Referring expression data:
╭──

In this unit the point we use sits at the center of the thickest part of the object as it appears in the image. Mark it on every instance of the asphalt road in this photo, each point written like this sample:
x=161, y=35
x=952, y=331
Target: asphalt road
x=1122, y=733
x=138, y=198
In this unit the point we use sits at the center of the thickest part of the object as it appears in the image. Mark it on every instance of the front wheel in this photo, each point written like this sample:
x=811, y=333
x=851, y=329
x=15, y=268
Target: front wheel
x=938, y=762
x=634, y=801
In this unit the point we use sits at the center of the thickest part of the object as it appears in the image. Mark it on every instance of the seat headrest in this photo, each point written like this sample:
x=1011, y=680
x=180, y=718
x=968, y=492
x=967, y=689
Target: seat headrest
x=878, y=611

╰──

▸ INSTRUCTIONS TO FOLLOW: What is needed is an exact copy of the line containing "of the front" and each line after it, through the final line of the entries above.

▸ OUTPUT OF THE TASK:
In this unit the point we use sits at the center of the thickest part of the object as it appears in the image. Mark it on every instance of the front wheel in this photo, each point written like this sample:
x=811, y=333
x=851, y=329
x=15, y=268
Target: front wheel
x=938, y=762
x=634, y=801
In this unit the point we use sits at the center of the thickest part of the object as it appears in the image. Mark it on every instance of the seat headrest in this photo, each point written like this sample:
x=1011, y=680
x=180, y=718
x=968, y=492
x=967, y=689
Target: seat headrest
x=878, y=611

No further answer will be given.